* **Exercices à réaliser**:
(1) D'après le texte sur les romans de Bernard Caprasse, quel est le titre de son premier roman ?
(2) Prolongez le texte sur les romans de Bernard Caprasse à partir de sa dernière phrase.

* **Texte extrait**:
--
Il meurt en solitaire. Ses deux frères ont disparu avant lui. Seul Léopold a eu une descendance. Mais de celle-ci, Aymeric ne doit rien attendre. Pour Patrick et Benoît, le vieil original est un mouton noir. Mais, si l'homme leur déplaît, son argent, en revanche, leur ferait bien plaisir, d'autant que leurs affaires ne sont guère brillantes.

L'ouverture du testament leur réserve cependant une surprise de taille.

Lorsque j'ai découvert « Le Cahier orange », premier roman de Bernard Caprasse, ce fut pour moi un vrai coup de cœur. Je m'étais tellement attachée aux personnages que je m'efforçais de ralentir ma lecture pour ne pas avoir à les quitter.

Dans son deuxième ouvrage (« La Dérive des sentiments »), Bernard Caprasse est passé à tout autre chose, mais je me suis laissé emporter par cette histoire avec grand plaisir. « Voilà un auteur que je suivrai », ai-je pensé.
--
* **Données disponibles**:

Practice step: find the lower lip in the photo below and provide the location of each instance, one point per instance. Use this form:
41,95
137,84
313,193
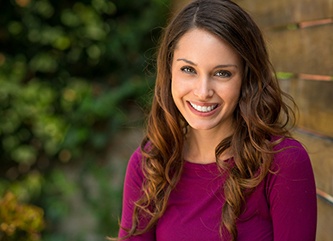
--
* **Réponses aux exercices**:
(1) « Le Cahier orange ».

(2)
J'ai pu le rencontrer lors d'un café littéraire qui a prouvé au public présent qu'il n'était pas moins passionnant à l'oral qu'à l'écrit. Tout le monde était sous le charme. Et quel charisme, quelle gentillesse. Il réservait à tout un chacun un mot aimable, sans nous prendre de haut malgré son aura de prestige (entre autres, il a occupé pendant vingt ans le poste de gouverneur de la Province de Luxembourg.)

J'étais donc impatiente de découvrir ce nouveau volume qu'il a eu l'amabilité de m'envoyer dédicacé.

Dans un avant-propos, l'auteur explique qu'il a repris certains personnages de sa première œuvre. Dans celle-ci, on suivait les heurs et malheurs de la vie d'Olga et de son fils, Anton Scarzini. Ce dernier découvrira par hasard, après la disparition de sa mère chérie, une sorte de journal intime dans lequel elle a consigné les événements marquants de son existence, révélant à Anton des secrets qu'il n'aurait jamais soupçonnés.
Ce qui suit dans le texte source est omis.